[Directions for this task] With the pictures excluded, retype the records that follow exactly.

[Provided data]

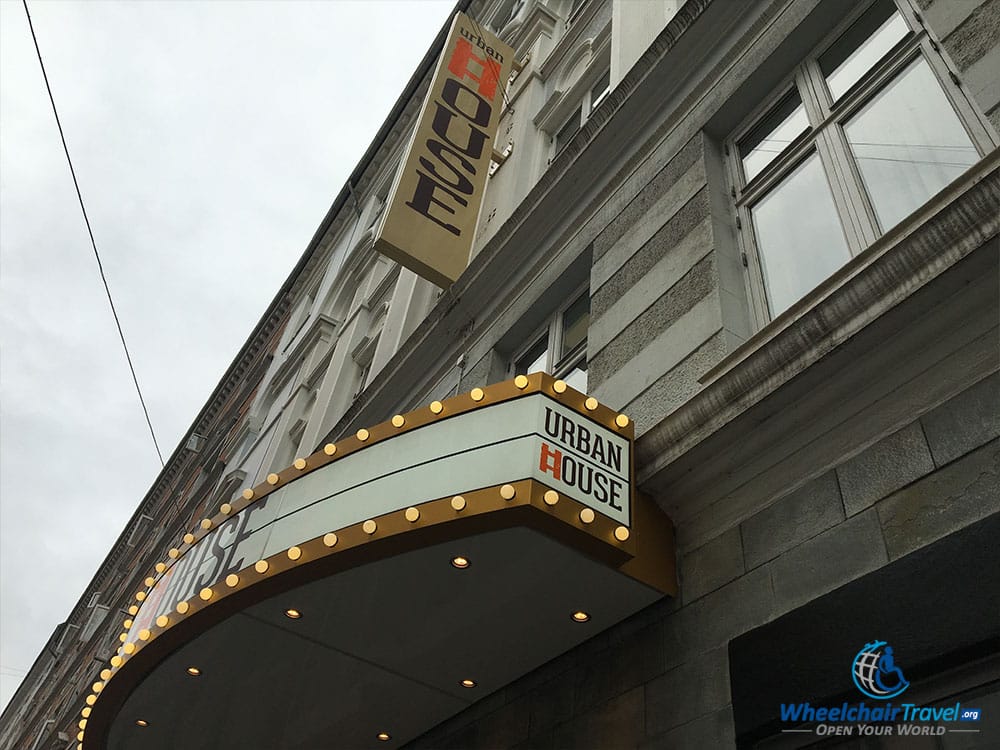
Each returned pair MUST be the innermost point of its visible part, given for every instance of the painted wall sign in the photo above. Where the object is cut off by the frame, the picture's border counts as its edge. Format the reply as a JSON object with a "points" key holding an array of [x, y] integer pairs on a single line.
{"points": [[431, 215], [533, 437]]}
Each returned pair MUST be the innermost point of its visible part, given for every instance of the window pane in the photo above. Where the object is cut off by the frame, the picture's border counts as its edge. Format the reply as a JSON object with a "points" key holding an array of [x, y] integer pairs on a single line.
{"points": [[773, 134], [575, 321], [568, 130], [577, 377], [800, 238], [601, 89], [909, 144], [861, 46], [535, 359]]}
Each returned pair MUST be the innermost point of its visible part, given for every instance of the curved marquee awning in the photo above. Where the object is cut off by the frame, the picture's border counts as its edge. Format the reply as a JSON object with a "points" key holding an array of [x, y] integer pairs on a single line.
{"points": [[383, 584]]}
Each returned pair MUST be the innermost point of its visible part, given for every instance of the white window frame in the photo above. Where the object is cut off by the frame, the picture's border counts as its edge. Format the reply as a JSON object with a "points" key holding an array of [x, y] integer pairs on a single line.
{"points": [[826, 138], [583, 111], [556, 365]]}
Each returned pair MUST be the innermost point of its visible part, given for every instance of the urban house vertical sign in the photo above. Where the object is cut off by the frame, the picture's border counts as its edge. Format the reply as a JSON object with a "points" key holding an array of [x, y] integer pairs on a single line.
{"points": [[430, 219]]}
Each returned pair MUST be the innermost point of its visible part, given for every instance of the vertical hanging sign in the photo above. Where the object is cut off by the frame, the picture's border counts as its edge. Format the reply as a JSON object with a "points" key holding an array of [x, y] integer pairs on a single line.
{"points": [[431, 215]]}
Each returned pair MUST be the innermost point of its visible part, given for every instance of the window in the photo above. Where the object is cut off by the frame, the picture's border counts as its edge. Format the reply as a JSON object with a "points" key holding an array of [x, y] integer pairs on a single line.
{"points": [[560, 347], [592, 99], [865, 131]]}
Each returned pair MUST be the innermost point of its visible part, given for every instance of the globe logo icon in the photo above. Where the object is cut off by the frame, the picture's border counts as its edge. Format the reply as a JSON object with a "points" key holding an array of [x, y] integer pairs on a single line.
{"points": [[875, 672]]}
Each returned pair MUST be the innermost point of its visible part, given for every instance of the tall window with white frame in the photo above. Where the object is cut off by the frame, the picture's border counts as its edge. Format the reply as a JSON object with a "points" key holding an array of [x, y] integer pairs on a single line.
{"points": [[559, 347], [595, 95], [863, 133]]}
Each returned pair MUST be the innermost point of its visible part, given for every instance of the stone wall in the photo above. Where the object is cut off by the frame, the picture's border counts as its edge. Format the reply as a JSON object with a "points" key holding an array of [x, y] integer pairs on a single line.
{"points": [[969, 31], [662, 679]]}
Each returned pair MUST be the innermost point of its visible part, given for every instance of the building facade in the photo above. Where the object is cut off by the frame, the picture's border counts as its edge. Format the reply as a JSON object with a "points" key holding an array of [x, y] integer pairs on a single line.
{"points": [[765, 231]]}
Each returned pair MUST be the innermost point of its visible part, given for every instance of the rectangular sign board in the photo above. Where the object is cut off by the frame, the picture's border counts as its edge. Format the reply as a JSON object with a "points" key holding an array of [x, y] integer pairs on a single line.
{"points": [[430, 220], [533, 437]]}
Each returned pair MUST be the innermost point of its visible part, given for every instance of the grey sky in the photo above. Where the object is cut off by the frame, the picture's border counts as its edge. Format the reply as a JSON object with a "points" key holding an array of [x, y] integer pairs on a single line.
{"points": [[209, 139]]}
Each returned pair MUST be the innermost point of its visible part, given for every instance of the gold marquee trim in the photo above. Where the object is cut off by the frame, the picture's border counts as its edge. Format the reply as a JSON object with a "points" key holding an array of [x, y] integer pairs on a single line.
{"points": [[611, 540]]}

[Solution to this problem]
Each returned pair MUST be the innermost point of its visible part, given for every instance of the painted wall sign in the photo above. Where the object is cut off by the frame, the picture's border counts as its edge. Format the reply as a JSON object with a "points" key holding an array of [x, y] integer pairs on a single line.
{"points": [[431, 215], [533, 437]]}
Each returned pair MUST be the innermost point of its visible part, given for every instance of the window pane in the photo above. Where the object is cut off by the frame, the picture's border counts as its edge. Format the reply as a JSON object with a "points" key holding an array of [x, y] integer pairs on a single line.
{"points": [[773, 134], [575, 321], [568, 130], [577, 377], [800, 238], [601, 89], [909, 144], [861, 46], [535, 359]]}
Each returned pair MUST be the innermost point of its visible part, given for every instance of the curved marquee awning in the photo above. Where the object is cut off by the frame, the picture's border counts as its edge. Format the reply as a JSON object with a "points" key holding an array of [x, y] integer pairs on a single line.
{"points": [[383, 584]]}
Each returned pair MUST be the innermost point of its visible part, given for every instance of the white window frame in the photo above. Where the object is cut off by the frame, the picture's border counts as its edge. Format the reply as a JSON object with a "points" key holding an array of [x, y] integer pairs on a single line.
{"points": [[826, 138], [583, 111], [556, 365]]}
Each returned pair MUST be the innermost point of its visible part, given for every instance of the urban house vertical sign in the photo above. Where the object is cut off by the frame, the picture's border counts as its edge. Format the reply as a JSON object with a "points" key holding an array of [x, y] integer pairs on a single line.
{"points": [[430, 219]]}
Each returned pair MUST be the innermost point of its visible part, given for every instance of the vertical hanging sign in the photo above. Where the object is cut off by the frame, the picture's border counts as its edge. Format the reply as a JSON object with a "points" key holding an array of [x, y] integer pairs on a single line.
{"points": [[431, 215]]}
Each returned pair MUST be the innermost point of its visible part, given for every instance of the window in the photo above. Where the object is cut off by the frame, the picture's border counts as its edge. Format the reply as a JSON object with a "points" key holding an array of [x, y] integer pairs on a single line.
{"points": [[560, 347], [592, 99], [865, 131]]}
Each returned pair MUST be the innermost point of its visible part, given for every instance of the globe logo icon in the photo above. Where the object is cut off by the frame, the picture's border counts as its edge. Format the reply as a JSON object with a "points" key holding an array of [x, y] integer pairs on a single line.
{"points": [[875, 672]]}
Each returned pair MUST be the innermost point of its visible part, given for every instance of the tall window with white frame in the photo above. Where the object is cut off by the frame, the picture's border counts as its edge. Format the reply as a JSON object with a "points" key holding an array of [x, y] integer pairs on a single line.
{"points": [[559, 347], [595, 95], [863, 133]]}
Each returned pair MUST be the innermost point of its visible part, given for every instance of the stone wall in the photo above. Where the object is cut off by the frame, the picture's border counts as its edge. Format the reply as a JSON object with a "points" key holding an array of [x, y] integer pairs on a single line.
{"points": [[969, 31], [662, 679]]}
Each returned pair MUST be the innermost point of its visible part, given for every instance of the building facade in the photo above. Where the object is cut off by the frame, the picture's border counts as its edge. Format the reply as a JSON object with a "points" key holding an array of [x, y] integer pairs on a single line.
{"points": [[765, 231]]}
Each returned pair MUST be the innermost point of its visible part, given for every instance of the rectangular sign board in the photo above. Where the object is cut off by the frame, the picture's border counts as its edge. Format the reply as a JSON object with a "points" key holding an array of [x, y] integer pairs on a single line.
{"points": [[430, 220], [533, 437]]}
Each returned pair MUST be the innermost point of its visible part, given for every instance of the grey sky in the photo above. Where the object is cut off by the frame, the picture's border counts as its edge. Format the reply as a JSON object with a "points" key holding an array of [x, y] integer pairs on a single line.
{"points": [[209, 139]]}
Each returned pair MUST be the innermost point of its visible part, given for every instance of the gold marquee trim in the photo above. Where the object is cut off by the frame, the picture's border counts as its edge. Format the reply as a JSON object with a "points" key holding an array of [x, y] integer pairs on a single line.
{"points": [[611, 540]]}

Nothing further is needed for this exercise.